PROBLEM STATEMENT: Pictures must be dropped from the copy of the entries below; all else is returned exactly.

** Opening SUPPLIED ENTRIES block **

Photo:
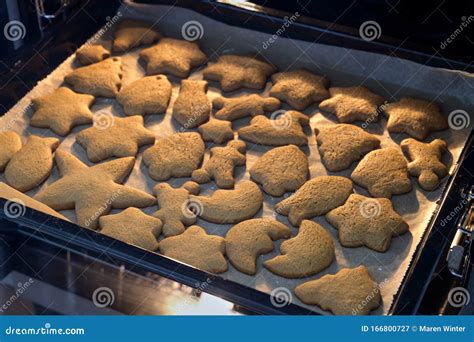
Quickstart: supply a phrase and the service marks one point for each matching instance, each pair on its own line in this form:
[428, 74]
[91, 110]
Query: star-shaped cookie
[353, 104]
[299, 88]
[414, 117]
[173, 56]
[134, 227]
[365, 221]
[121, 139]
[234, 72]
[196, 248]
[62, 110]
[92, 191]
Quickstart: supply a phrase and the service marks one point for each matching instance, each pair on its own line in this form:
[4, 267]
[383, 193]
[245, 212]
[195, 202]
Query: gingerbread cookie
[121, 139]
[283, 129]
[32, 164]
[304, 255]
[217, 131]
[99, 79]
[365, 221]
[62, 110]
[147, 95]
[348, 292]
[383, 173]
[192, 107]
[133, 33]
[234, 72]
[239, 107]
[316, 197]
[299, 88]
[90, 54]
[172, 56]
[246, 241]
[341, 145]
[178, 155]
[221, 165]
[134, 227]
[353, 104]
[92, 191]
[425, 161]
[176, 209]
[280, 170]
[11, 144]
[230, 206]
[414, 117]
[196, 248]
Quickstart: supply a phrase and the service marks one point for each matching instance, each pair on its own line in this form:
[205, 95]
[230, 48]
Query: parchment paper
[388, 76]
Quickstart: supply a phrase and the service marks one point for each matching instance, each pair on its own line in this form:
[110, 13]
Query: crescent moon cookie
[172, 56]
[281, 169]
[234, 108]
[365, 221]
[353, 104]
[284, 129]
[178, 155]
[316, 197]
[304, 255]
[99, 79]
[341, 145]
[196, 248]
[121, 139]
[246, 241]
[32, 164]
[92, 191]
[147, 95]
[383, 173]
[234, 72]
[426, 161]
[351, 291]
[414, 117]
[299, 88]
[230, 206]
[62, 110]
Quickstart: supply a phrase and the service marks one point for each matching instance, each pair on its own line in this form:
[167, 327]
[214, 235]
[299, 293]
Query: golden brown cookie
[414, 117]
[299, 88]
[92, 191]
[230, 206]
[425, 161]
[239, 107]
[172, 56]
[247, 240]
[282, 129]
[221, 165]
[121, 139]
[99, 79]
[178, 155]
[365, 221]
[32, 164]
[383, 173]
[348, 292]
[192, 107]
[353, 104]
[316, 197]
[62, 110]
[147, 95]
[234, 72]
[341, 145]
[304, 255]
[280, 170]
[196, 248]
[133, 33]
[134, 227]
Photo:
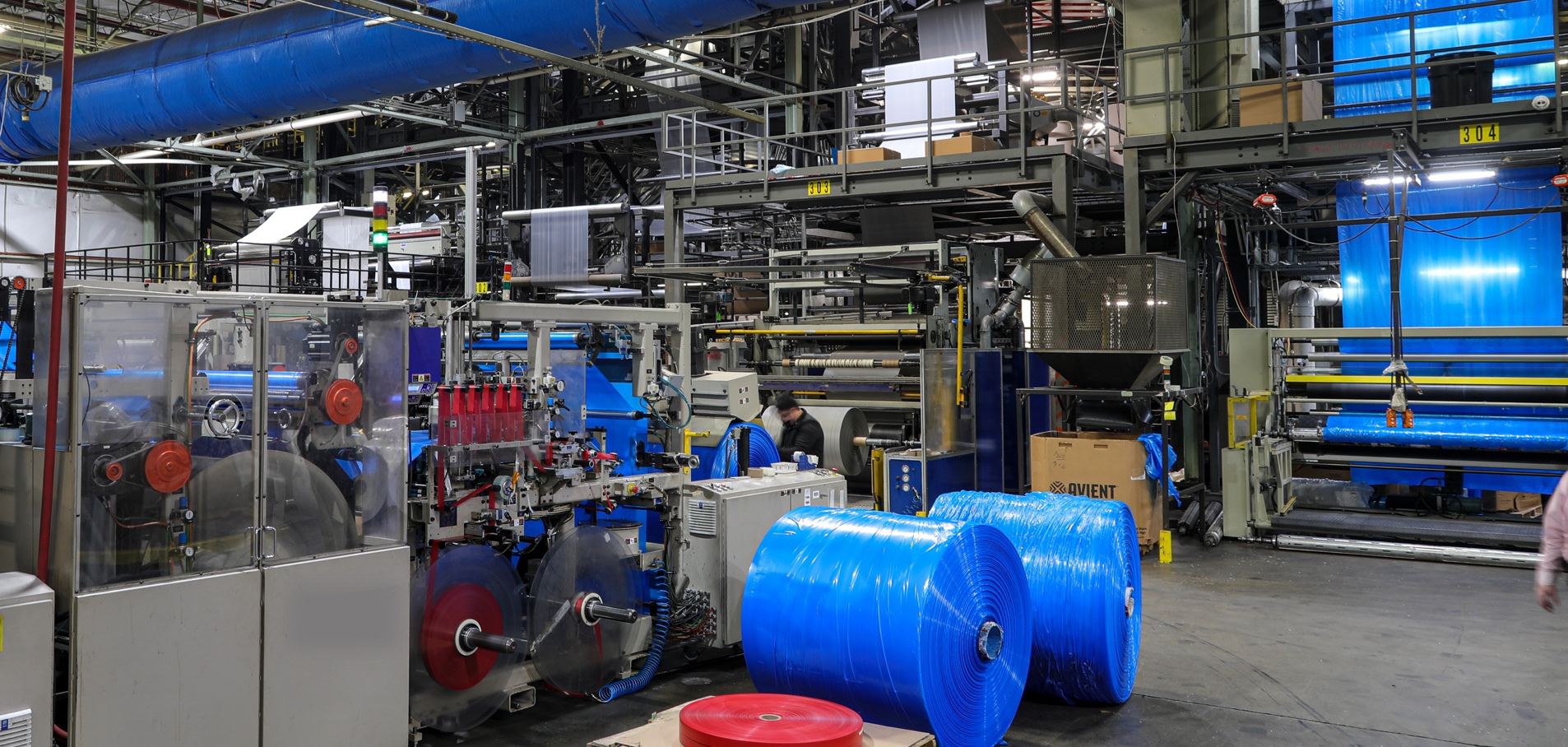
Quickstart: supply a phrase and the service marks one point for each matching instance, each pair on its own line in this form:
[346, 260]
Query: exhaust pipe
[1032, 207]
[301, 57]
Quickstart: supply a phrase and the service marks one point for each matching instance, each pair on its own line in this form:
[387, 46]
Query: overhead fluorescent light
[1465, 174]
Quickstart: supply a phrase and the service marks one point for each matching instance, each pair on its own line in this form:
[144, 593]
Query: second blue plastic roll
[1083, 582]
[913, 624]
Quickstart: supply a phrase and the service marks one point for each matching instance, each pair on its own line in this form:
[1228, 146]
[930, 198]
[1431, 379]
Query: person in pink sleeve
[1554, 546]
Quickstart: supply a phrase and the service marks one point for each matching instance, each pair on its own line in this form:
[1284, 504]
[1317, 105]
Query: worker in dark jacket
[801, 432]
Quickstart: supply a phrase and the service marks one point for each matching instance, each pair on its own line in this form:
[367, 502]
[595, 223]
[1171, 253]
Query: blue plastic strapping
[913, 624]
[1085, 587]
[1156, 470]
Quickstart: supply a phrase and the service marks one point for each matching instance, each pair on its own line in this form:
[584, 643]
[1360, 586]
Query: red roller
[766, 719]
[448, 664]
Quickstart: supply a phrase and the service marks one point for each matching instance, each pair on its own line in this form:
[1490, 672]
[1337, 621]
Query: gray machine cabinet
[198, 641]
[334, 670]
[725, 523]
[27, 660]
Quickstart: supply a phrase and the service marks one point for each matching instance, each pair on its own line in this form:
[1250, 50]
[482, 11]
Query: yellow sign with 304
[1473, 134]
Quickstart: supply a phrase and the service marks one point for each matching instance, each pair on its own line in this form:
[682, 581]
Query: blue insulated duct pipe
[301, 57]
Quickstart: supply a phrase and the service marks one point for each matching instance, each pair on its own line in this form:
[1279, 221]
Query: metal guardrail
[1175, 100]
[1021, 91]
[250, 269]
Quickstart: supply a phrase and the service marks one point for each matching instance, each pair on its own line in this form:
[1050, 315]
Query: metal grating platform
[1435, 529]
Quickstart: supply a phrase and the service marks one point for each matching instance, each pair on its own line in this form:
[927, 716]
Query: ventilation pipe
[1299, 305]
[1034, 209]
[301, 57]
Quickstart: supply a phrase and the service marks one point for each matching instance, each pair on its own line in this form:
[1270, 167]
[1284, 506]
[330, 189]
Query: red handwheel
[342, 402]
[168, 466]
[766, 719]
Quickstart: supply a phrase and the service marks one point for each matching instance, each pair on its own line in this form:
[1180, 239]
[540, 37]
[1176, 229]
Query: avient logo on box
[1087, 490]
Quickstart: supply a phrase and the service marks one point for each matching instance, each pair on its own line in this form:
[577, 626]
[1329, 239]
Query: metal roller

** Closing SUPPLIED ENTRIES block **

WRITTEN RESPONSE:
Photo:
Quickstart: supply a phrase and the service marks one point for each matching instance, each pair on its own line in this form:
[428, 74]
[91, 110]
Query: star-shaped cookie
[353, 104]
[299, 88]
[414, 117]
[173, 56]
[134, 227]
[365, 221]
[121, 139]
[234, 72]
[196, 248]
[62, 110]
[92, 191]
Quickstart: supply a phrase and the service marks one point for each matching instance, each pair on its own line in this form:
[4, 267]
[383, 193]
[245, 212]
[195, 202]
Query: gingerbread cookie
[121, 139]
[283, 129]
[32, 164]
[304, 255]
[217, 131]
[99, 79]
[365, 221]
[62, 110]
[147, 95]
[348, 292]
[383, 173]
[192, 107]
[133, 33]
[234, 72]
[239, 107]
[316, 197]
[299, 88]
[90, 54]
[172, 56]
[246, 241]
[341, 145]
[178, 155]
[221, 165]
[134, 227]
[353, 104]
[92, 191]
[425, 161]
[176, 209]
[280, 170]
[11, 144]
[230, 206]
[414, 117]
[196, 248]
Quickstart: supply a phrase and the service marks one point for each matching instance, each pair on its own line in this form:
[205, 95]
[230, 48]
Query: parchment paper
[388, 76]
Quickstart: supply a phrase and the service marks one point for each matching instance, each pair on its own line in this form:
[110, 13]
Query: crescent moon cookie
[172, 56]
[281, 169]
[234, 108]
[365, 221]
[353, 104]
[284, 129]
[178, 155]
[316, 197]
[304, 255]
[99, 79]
[341, 145]
[196, 248]
[121, 139]
[246, 241]
[32, 164]
[92, 191]
[147, 95]
[383, 173]
[234, 72]
[426, 161]
[351, 291]
[414, 117]
[299, 88]
[230, 206]
[62, 110]
Quickstart: supply a phrase and the service marks one point for each matching instance, each pair on its own line in this form:
[167, 327]
[214, 235]
[299, 293]
Query: golden brown cookie
[414, 117]
[299, 88]
[92, 191]
[230, 206]
[425, 161]
[239, 107]
[172, 56]
[247, 240]
[282, 129]
[221, 165]
[121, 139]
[99, 79]
[178, 155]
[365, 221]
[32, 164]
[383, 173]
[348, 292]
[192, 107]
[353, 104]
[316, 197]
[62, 110]
[147, 95]
[234, 72]
[341, 145]
[304, 255]
[280, 170]
[196, 248]
[133, 33]
[134, 227]
Photo:
Quickstart: supply a phrase and the service marks one point for each matching instance, each pair on its own line in this form:
[346, 260]
Query: exhaust pipe
[1032, 207]
[301, 57]
Quickstart: supply a phrase and the service marks one point for each matching instance, each pair on its own line in this form:
[387, 46]
Query: overhead fluorescent light
[1465, 174]
Quickstart: supply a phrase and the service marks one point for each matching instance, each pair on its own line in this form:
[144, 593]
Query: second blue plastic roll
[1083, 582]
[913, 624]
Quickstart: supply a phrase and the service marks one point for each matching instance, each pair on its own line in this form:
[1228, 146]
[930, 198]
[1431, 379]
Query: person in pink sleeve
[1554, 546]
Quickstart: supply a phrase and the service marks one point for each matching instance, each pair on its own line in this form:
[1284, 504]
[1317, 105]
Query: worker in dark jacket
[801, 432]
Quickstart: supply a phrase and the service marks one point for each matching instance, each pair on its own line in this form:
[367, 502]
[595, 223]
[1171, 253]
Query: blue plastic strapping
[913, 624]
[1085, 587]
[1156, 470]
Quickstart: supply a phrase and the service marks one point for each matching instance, each pair on its own line in this form:
[584, 643]
[1360, 586]
Query: red roller
[766, 719]
[448, 664]
Quickstart: supply a phrase and the service marks one point for each matching instance, each pair on its own line in this form:
[1490, 672]
[1337, 621]
Query: gray machine cabinet
[198, 641]
[334, 670]
[725, 523]
[27, 660]
Quickstart: supply a phrase and the service marks one point for each matching instance, each pair on its own line in this form:
[1250, 50]
[482, 11]
Query: yellow sign with 304
[1473, 134]
Quickstart: supply a phrase and the service marks one point for each matching instance, each pair on its own line in this form:
[682, 581]
Query: blue insulated duct pipe
[301, 57]
Quickstart: supply a phrase and the service marks one point for each matching instance, each pair on its own line in this form:
[1279, 221]
Query: metal guardrail
[1175, 100]
[1021, 91]
[250, 269]
Quickstart: supply a phrase and the service marks one point for each matching instance, each pair on its own line in this form:
[1050, 315]
Query: metal grating platform
[1435, 529]
Quickstart: supply a phrase and the service marks one point for each matching instance, each pair on its own line in this form:
[927, 716]
Query: ventilation pipe
[1299, 305]
[1034, 209]
[301, 57]
Quickstart: supply a phrase and the service marks one point for each matching instance, each pair on its own line in this form:
[1270, 167]
[1284, 506]
[330, 189]
Query: red handwheel
[342, 402]
[168, 466]
[766, 719]
Quickstart: supply a phrase and the service marks one point for each matching instance, each pair on its own line in this form:
[1180, 239]
[540, 37]
[1176, 229]
Query: avient logo on box
[1087, 490]
Quickstart: supply a phrase and the service marks one point for each matching instance, each pair on its own line in this form:
[577, 626]
[1329, 239]
Query: metal roller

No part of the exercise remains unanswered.